== Selected excerpt ==

Unifed Vectorization of Numerical and Textual Data using Self-Organizing Map

Bourennani, Farid; Pu, Ken Q.; Zhu, Ying

Home // International Journal On Advances in Systems and Measurements, volume 2, numbers 2 and 3, 2009 // View article

Unifed Vectorization of Numerical and Textual Data using Self-Organizing Map

Authors:
Farid Bourennani
Ken Q. Pu
Ying Zhu

Keywords: Pre-Processing, Data Integration, Heterogeneous Data Mining (HDM), Unifed Vectorization (UV), Self Organizing Map (SOM)

Abstract:
Data integration is the problem of combining data residing in different sources, and providing the user with a unified view of these data. One of the critical issues of data integration is the detection of similar entities based on the content. This complexity is due to three factors: the data type of the databases are heterogeneous, the schema of databases are unfamiliar and heterogenous as well, and the quantity of records is voluminous and time consuming to analyze. Firstly, in order to accommodate the textual and numerical heterogeneous data types we propose a new weighting measure for the numerical data type called Bin Frequency - Inverse Document Bin Frequency (BF-IDBF). Our proposed BF-IDBF measure is more efficient than histograms, when combined with Term Frequency - Inverse Document Frequency (TF-IDF) measure for Heterogeneous Data Mining (HDM) by Unified Vectorization (UV). The UV permits to combine the algebraic models representing heterogeneous data documents, e.g. textual and numerical, which make the simultaneous HDM process simpler and faster than the traditional attempts to process data sequentially by their respective data type. Secondly, in order to handle the unfamiliar data structure, we use the unsupervised algorithm, Self-Organizing Map (SOM). Finally to help the user to explore and browse the semantically similar entities among the copious amounts of data, we use a SOM-based visualization tool to map the database entities based on their semantical content.

Pages: 142 to 155

Publication date: December 1, 2009

Published in: journal

ISSN: 1942-261x

===
== Records shown ==

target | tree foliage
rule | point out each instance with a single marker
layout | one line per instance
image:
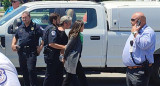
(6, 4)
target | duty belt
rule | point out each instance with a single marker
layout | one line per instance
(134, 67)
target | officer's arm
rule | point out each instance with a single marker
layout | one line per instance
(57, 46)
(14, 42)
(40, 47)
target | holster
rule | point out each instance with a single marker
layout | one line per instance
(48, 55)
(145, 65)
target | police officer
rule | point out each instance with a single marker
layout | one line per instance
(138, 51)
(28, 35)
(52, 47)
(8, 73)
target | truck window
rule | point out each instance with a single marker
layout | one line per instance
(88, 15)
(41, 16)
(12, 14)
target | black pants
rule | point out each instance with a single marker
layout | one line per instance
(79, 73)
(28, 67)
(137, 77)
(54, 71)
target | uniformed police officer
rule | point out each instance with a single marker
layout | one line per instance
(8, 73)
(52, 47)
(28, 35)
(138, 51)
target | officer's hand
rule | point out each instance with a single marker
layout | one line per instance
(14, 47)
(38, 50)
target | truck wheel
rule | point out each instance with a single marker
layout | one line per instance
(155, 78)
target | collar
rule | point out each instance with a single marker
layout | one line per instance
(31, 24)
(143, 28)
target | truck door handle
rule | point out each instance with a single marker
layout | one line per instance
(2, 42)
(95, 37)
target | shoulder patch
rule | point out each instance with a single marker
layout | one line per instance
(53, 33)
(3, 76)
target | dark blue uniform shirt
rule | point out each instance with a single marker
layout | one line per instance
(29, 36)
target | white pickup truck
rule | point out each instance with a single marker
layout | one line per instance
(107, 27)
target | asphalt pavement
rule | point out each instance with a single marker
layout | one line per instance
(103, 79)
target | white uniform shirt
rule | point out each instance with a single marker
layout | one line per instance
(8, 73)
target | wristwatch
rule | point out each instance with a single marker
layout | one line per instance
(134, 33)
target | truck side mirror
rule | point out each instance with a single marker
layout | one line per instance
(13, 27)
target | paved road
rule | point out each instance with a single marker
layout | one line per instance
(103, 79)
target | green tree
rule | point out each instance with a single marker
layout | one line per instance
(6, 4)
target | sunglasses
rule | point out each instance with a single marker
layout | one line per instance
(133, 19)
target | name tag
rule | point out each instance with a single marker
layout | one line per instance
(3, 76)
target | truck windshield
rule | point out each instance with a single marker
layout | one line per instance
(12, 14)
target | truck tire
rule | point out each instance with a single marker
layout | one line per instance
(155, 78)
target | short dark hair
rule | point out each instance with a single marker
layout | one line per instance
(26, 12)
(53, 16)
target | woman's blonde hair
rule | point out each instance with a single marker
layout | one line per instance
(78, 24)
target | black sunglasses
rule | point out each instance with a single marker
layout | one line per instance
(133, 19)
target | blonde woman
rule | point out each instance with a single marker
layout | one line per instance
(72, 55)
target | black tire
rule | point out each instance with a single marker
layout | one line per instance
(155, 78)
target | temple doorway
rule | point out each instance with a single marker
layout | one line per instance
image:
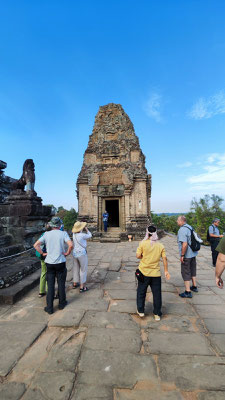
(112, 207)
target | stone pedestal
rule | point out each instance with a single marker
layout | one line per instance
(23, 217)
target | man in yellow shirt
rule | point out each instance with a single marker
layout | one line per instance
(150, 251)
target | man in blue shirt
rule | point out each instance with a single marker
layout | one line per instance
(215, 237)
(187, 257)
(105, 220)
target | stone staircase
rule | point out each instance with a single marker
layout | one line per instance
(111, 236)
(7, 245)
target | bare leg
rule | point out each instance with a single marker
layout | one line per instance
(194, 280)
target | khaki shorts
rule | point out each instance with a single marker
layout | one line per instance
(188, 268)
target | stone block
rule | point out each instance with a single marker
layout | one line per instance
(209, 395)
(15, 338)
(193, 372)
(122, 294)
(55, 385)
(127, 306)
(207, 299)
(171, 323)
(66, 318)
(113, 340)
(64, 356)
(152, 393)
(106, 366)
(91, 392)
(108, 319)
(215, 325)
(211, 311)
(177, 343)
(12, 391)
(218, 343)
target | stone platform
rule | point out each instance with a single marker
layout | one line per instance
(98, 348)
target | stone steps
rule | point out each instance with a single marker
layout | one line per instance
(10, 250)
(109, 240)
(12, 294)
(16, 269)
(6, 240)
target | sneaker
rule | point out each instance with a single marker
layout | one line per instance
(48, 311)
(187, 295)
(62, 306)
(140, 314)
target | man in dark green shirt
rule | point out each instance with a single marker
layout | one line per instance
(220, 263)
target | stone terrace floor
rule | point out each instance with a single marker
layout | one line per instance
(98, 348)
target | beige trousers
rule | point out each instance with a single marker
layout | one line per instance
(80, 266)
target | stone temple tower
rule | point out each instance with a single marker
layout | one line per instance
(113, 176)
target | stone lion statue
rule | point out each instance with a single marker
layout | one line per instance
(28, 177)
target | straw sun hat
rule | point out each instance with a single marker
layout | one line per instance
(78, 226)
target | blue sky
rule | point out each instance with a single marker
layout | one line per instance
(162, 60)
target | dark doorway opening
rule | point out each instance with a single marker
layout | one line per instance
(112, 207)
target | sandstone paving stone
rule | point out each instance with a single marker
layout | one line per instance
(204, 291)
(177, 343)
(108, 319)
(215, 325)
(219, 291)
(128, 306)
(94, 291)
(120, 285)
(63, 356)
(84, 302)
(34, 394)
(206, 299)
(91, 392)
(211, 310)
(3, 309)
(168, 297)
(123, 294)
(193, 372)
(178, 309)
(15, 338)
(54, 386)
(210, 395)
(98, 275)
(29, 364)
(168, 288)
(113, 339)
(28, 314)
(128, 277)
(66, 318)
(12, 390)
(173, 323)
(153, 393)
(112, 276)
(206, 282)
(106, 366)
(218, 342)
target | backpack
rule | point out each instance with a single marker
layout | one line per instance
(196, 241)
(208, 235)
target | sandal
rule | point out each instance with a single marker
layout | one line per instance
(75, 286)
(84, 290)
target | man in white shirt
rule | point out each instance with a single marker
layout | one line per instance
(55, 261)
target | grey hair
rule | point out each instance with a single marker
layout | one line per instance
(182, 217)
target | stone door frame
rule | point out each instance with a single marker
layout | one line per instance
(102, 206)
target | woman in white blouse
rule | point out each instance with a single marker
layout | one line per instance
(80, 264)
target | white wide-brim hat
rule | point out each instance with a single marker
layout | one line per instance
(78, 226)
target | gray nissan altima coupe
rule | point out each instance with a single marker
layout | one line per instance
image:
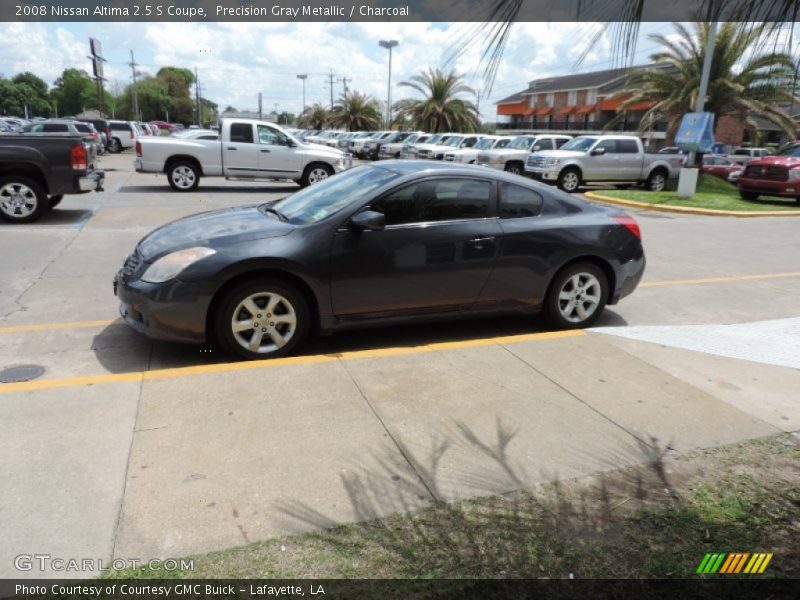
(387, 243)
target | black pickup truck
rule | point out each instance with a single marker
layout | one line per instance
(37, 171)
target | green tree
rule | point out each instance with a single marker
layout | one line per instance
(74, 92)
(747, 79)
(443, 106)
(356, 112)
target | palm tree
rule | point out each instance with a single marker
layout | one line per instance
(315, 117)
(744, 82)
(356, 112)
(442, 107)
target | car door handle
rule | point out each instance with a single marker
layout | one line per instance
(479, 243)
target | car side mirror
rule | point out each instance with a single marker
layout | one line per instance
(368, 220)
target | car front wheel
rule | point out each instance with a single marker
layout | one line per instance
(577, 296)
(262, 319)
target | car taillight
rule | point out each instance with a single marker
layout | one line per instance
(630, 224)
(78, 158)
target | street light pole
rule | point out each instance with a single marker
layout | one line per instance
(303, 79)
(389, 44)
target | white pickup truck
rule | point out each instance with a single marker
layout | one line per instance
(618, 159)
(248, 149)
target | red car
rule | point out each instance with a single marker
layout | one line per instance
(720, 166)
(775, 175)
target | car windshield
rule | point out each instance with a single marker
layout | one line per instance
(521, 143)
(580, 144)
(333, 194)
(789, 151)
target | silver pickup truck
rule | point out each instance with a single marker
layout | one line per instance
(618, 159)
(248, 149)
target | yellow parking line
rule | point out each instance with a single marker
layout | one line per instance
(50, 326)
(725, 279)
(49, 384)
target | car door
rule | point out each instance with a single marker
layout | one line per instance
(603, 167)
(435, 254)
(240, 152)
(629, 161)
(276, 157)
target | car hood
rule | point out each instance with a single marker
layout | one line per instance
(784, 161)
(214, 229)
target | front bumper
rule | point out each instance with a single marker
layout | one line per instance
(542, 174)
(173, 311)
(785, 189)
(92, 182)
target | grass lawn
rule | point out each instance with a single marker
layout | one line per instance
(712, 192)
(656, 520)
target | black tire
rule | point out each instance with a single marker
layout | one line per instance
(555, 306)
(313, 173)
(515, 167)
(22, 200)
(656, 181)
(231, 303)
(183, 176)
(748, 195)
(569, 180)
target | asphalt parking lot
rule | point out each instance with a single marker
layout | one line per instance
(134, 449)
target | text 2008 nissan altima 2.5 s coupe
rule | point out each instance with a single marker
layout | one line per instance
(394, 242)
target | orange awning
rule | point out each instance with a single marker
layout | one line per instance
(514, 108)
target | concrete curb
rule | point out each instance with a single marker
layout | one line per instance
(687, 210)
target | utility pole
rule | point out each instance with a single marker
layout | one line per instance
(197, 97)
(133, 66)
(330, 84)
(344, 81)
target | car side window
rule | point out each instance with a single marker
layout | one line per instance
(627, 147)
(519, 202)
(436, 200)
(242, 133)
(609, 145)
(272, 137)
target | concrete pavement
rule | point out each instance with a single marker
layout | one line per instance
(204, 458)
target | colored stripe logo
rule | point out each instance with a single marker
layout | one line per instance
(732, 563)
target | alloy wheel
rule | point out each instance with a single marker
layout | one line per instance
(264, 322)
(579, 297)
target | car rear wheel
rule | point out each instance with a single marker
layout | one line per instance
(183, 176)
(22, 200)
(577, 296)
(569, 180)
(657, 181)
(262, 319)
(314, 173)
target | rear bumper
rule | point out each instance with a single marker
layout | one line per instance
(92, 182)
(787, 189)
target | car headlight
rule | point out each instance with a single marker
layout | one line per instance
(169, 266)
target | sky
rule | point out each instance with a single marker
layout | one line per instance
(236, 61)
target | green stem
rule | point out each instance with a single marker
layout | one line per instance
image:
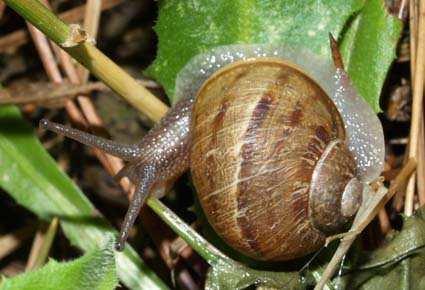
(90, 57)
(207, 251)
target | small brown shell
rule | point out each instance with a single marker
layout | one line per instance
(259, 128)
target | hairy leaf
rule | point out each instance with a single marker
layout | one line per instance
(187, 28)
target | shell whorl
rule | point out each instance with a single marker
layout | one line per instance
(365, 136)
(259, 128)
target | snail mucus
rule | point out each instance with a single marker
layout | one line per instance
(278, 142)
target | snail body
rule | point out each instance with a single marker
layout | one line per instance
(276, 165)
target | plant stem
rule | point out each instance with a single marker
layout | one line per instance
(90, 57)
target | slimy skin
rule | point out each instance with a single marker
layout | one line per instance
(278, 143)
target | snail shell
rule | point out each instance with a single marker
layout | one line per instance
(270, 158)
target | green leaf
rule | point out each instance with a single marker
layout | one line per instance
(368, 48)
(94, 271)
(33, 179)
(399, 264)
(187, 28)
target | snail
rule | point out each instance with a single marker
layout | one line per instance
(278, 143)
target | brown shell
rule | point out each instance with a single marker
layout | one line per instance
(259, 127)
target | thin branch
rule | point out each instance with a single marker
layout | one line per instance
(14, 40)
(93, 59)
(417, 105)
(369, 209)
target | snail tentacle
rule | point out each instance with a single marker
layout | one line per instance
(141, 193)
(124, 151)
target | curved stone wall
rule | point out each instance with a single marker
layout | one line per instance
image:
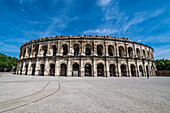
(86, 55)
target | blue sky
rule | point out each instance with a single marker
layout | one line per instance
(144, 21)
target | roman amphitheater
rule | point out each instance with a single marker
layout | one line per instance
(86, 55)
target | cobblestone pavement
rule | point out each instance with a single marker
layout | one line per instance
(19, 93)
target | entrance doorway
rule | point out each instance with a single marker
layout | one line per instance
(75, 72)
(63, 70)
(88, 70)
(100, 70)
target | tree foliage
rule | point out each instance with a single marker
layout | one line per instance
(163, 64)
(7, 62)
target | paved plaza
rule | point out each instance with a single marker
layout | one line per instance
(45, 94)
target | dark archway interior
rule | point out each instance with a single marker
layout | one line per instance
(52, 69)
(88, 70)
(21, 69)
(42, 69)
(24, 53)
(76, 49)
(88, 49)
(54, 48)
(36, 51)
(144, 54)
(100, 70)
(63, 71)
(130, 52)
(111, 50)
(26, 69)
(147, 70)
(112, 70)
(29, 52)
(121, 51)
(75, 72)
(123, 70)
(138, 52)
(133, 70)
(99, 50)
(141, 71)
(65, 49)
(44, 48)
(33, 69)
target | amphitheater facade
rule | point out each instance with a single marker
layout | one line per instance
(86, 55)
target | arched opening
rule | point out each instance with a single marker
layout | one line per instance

===

- [Goal]: For each statement, answer yes or no according to the article page on unified vectorization, and quote the words of the page that decide it: 1. The proposed BF-IDBF measure is described as more efficient than histograms. 2. The article runs from page 142 to page 155. 3. A supervised algorithm is used to handle the unfamiliar data structure.

- [The solution]:
1. Yes: "Our proposed BF-IDBF measure is more efficient than histograms"
2. Yes: "Pages: 142 to 155"
3. No: "we use the unsupervised algorithm, Self-Organizing Map (SOM)"